## Passage for review
----
DSS is also improving medical access in shelters. Each facility will have a medical team with a medical director, registered nurse, licensed practical nurse, certified nurse's aid and licensed nurse practitioner or physician's assistant. An ambulance and paramedics will be on standby, as well. Additionally, DSS has contracted for personal care assistants to provide services for older adults and those with special needs.  Mental health counseling services will also be available on-site. Facilities will also have expanded capacity to serve individuals with medical needs, including having accessible restrooms and showers available.

One of the main issues that have been modified involves the availability of hygiene stations, which were delayed in arriving during Hurricane Gustav. Not only will showers, toilets and hand washing stations be on-site when evacuees first arrive at the shelters, but the capacity of each has been expanded as well. The following ratios will be in effect:
  • One shower per 25 people
  • One toilet per 20 people
  • One hand-washing stations per 20 people
If the showers, restrooms and hand washing stations are located outdoors, a covered walkway will be provided in case inclement weather occurs.

To increase evacuees' sense of comfort at the shelters, DSS will apply a modified American Red Cross standard of 30 square feet per person for both pre- and post-storm sleeping arrangements. The American Red Cross (ARC) standard is 20 square feet before a storm and 40 square feet after the storm.
----
## Task item
Carry the passage on DSS shelter improvements further, picking up after its last sentence. The lines that come next have no connection to the passage on DSS shelter improvements.

## Extracted data
----
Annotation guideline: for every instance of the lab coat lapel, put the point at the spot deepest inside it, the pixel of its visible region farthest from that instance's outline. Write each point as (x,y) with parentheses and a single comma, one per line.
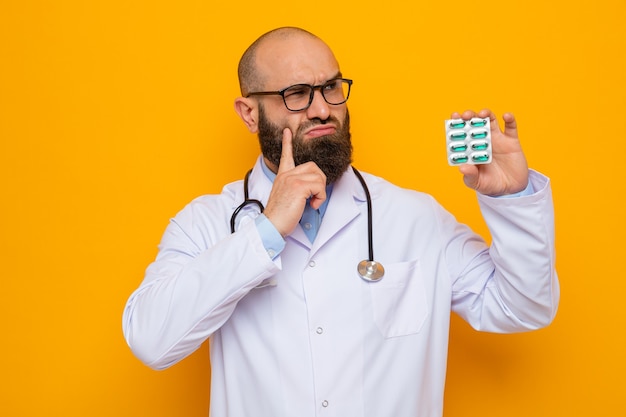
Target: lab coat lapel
(343,207)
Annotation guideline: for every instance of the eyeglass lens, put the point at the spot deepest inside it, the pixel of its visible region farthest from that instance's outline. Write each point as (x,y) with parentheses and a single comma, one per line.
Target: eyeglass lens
(300,96)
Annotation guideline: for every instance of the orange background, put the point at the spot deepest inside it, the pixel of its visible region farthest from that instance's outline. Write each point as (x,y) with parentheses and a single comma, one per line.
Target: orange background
(114,114)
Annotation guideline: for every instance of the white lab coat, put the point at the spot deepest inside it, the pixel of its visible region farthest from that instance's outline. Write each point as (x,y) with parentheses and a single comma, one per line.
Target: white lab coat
----
## Answer space
Each shelter will be pre-stocked with a three-day supply of Meals Ready to Eat, water and comfort kits, with extra inventory warehoused to replenish stock.  Televisions will be available at each shelter to provide updated news and information to evacuees, along with phone banks to allow for short calls to family members.  Public Information Officers will be located in each shelter, along with interpreters to assist the visually and hearing impaired and evacuees who do not speak English.

A major change to the sheltering plan is establishing a point-to-point shelter model. In this evacuation model, evacuating parishes make an agreement with a host parish to receive its residents.  Generally, under these agreements, the ARC manages and staffs the shelter, while the state fills in any gaps in supplies, transportation and other requirements.

"Point-to-point sheltering allows parishes to better track where its residents are housed during a disaster," said Nichols. "The result is improved communication between parishes and residents, as well as better advocacy for those citizens."

In the event of a full coastal evacuation, blended sheltering will be in effect. Shelters will house both critical transportation needs evacuees, as well as general population evacuees. Blended shelters will be staffed by the American Red Cross.

"We hope these improvements will result in a better experience for evacuees during a storm," said Nichols. "Although no shelter can duplicate a home environment, making sure our citizens are safe and comfortable is a top priority."

Earlier this year, DSS, along with the Governor's Office of Homeland Security and Emergency Preparedness, announced that 50,000 shelter spaces were available to house evacuees in a disaster, including 26,000 spaces provided by five partnering states.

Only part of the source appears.